YOUR INSTRUCTIONS:
Given the entries that follow, write out exactly the lines starting at the one containing "Expected output: a single point for each instance of the soil" and ending at the one containing "Expected output: a single point for each instance of the small", both ends included, and only those.

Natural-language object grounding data
▼

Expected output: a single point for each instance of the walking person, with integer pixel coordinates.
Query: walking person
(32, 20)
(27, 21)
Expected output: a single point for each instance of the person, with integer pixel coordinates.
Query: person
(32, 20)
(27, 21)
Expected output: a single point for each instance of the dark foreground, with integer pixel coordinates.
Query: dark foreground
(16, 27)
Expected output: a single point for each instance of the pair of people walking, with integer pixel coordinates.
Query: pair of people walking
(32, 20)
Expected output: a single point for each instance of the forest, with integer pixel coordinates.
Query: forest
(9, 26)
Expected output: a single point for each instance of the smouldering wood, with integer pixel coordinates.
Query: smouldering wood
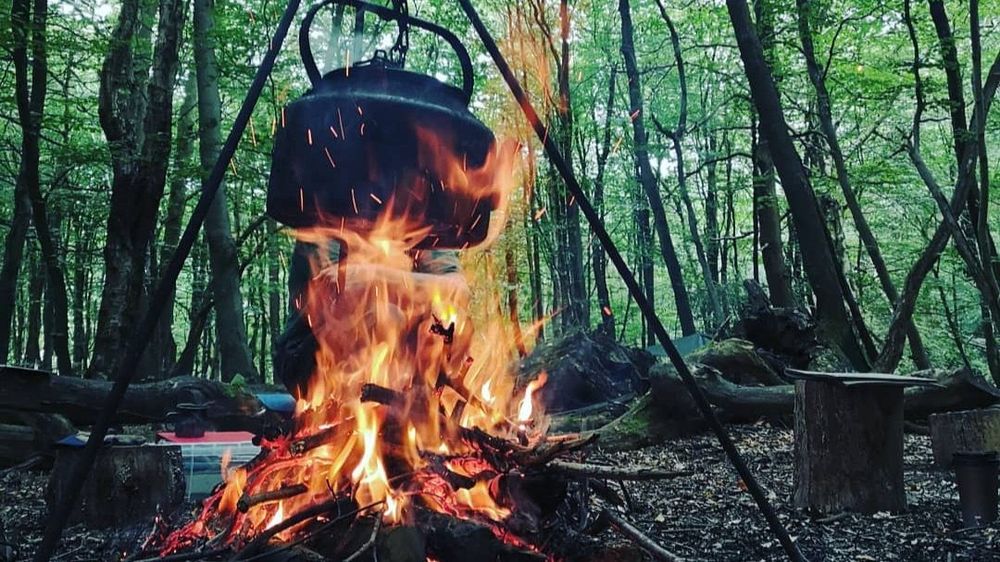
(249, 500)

▲
▼

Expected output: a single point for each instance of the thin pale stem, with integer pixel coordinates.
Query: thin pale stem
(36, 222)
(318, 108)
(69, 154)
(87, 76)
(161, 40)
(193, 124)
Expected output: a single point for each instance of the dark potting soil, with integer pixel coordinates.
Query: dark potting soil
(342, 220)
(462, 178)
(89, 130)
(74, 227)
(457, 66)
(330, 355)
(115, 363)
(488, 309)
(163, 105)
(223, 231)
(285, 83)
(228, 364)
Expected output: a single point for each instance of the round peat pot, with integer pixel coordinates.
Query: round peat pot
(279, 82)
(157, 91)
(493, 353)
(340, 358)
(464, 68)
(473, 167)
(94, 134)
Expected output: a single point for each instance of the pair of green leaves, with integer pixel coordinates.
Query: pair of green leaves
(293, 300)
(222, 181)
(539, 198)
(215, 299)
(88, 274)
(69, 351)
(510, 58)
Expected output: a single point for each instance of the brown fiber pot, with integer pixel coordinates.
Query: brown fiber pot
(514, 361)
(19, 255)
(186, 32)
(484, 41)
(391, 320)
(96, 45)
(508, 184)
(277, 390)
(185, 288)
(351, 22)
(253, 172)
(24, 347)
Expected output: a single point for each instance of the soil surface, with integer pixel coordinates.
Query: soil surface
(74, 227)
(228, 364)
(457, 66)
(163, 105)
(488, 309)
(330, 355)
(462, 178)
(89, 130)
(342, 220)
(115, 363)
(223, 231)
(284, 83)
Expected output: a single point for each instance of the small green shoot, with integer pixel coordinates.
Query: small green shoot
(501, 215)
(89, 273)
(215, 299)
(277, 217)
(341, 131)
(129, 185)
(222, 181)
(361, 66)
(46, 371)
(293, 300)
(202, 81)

▲

SOLVED EXERCISE:
Expected output: a single point for each instance of the soil surface, with integer pixel coordinates.
Query: soil surface
(74, 227)
(228, 364)
(457, 66)
(163, 105)
(488, 309)
(330, 355)
(462, 178)
(89, 130)
(342, 220)
(115, 363)
(223, 231)
(284, 83)
Expected output: a single point for each instance of the small green shoot, with integer pixel coordinates.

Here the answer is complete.